[Point localization data]
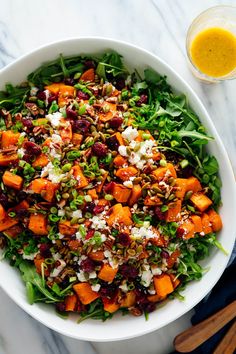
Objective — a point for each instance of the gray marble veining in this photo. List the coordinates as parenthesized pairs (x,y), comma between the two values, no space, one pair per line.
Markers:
(157,25)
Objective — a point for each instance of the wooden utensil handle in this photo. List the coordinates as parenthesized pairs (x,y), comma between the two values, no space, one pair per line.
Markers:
(198,334)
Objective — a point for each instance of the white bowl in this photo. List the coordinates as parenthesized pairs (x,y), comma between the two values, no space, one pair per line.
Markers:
(119,327)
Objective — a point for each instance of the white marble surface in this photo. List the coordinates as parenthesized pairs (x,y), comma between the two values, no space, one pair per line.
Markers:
(157,25)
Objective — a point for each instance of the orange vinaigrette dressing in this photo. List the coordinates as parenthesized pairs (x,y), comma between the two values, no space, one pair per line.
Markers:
(213,51)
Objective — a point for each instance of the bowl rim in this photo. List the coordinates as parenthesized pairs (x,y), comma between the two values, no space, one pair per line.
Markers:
(109,41)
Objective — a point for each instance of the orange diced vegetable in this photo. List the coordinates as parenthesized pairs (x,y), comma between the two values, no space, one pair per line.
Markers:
(7,159)
(155,298)
(85,293)
(40,161)
(119,161)
(79,176)
(38,224)
(99,187)
(163,285)
(197,221)
(193,184)
(7,222)
(9,138)
(180,185)
(121,193)
(70,302)
(66,229)
(119,215)
(126,172)
(206,224)
(168,171)
(11,180)
(107,273)
(93,193)
(215,219)
(129,299)
(135,194)
(96,256)
(77,139)
(173,212)
(110,305)
(88,75)
(200,201)
(175,281)
(38,184)
(151,201)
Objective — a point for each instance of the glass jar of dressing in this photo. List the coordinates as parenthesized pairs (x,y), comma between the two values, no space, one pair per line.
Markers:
(211,44)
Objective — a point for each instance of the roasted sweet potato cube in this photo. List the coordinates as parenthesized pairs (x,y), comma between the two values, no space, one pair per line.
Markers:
(200,201)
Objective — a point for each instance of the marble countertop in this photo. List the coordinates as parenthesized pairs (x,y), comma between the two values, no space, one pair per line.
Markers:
(157,25)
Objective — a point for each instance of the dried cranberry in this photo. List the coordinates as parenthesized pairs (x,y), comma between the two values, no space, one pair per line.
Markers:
(159,213)
(69,81)
(52,98)
(123,238)
(143,99)
(32,148)
(180,232)
(80,126)
(99,149)
(41,95)
(165,254)
(120,84)
(89,64)
(113,143)
(116,122)
(89,207)
(89,234)
(44,249)
(108,188)
(87,265)
(82,95)
(98,209)
(27,122)
(128,271)
(60,306)
(71,114)
(4,200)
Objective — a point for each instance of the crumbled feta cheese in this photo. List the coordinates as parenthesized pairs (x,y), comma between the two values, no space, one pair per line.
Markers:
(30,256)
(96,287)
(146,277)
(156,270)
(97,223)
(122,150)
(56,271)
(52,173)
(130,133)
(81,276)
(92,275)
(21,152)
(54,119)
(77,214)
(56,138)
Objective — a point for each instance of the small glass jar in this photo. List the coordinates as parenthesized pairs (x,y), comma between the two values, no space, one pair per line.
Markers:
(223,17)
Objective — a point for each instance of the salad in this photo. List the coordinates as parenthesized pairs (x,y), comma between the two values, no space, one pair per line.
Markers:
(108,196)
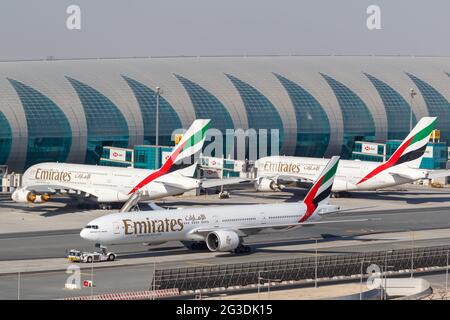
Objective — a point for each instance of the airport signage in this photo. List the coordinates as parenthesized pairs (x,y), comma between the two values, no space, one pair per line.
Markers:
(165,155)
(215,163)
(428,152)
(117,154)
(369,148)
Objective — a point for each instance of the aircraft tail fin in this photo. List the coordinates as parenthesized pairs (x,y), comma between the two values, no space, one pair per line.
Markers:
(411,150)
(321,189)
(190,144)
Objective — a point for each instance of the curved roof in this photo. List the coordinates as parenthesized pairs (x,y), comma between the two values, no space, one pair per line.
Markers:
(389,76)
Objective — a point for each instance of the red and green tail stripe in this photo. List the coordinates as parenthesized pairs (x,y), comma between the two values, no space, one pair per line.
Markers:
(321,189)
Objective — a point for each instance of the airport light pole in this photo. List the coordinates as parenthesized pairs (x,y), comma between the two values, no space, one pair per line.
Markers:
(446,278)
(259,283)
(315,269)
(412,93)
(412,254)
(158,93)
(18,286)
(360,280)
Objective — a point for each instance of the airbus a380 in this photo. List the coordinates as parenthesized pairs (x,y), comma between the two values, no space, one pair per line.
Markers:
(222,228)
(402,167)
(113,184)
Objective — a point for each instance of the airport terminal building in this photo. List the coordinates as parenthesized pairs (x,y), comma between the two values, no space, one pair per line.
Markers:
(66,110)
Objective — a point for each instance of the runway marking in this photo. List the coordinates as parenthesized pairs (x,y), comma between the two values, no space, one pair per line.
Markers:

### Assigned task
Count the lines in the entries that hold the word "bowl", and give nothing but the total.

### Written response
2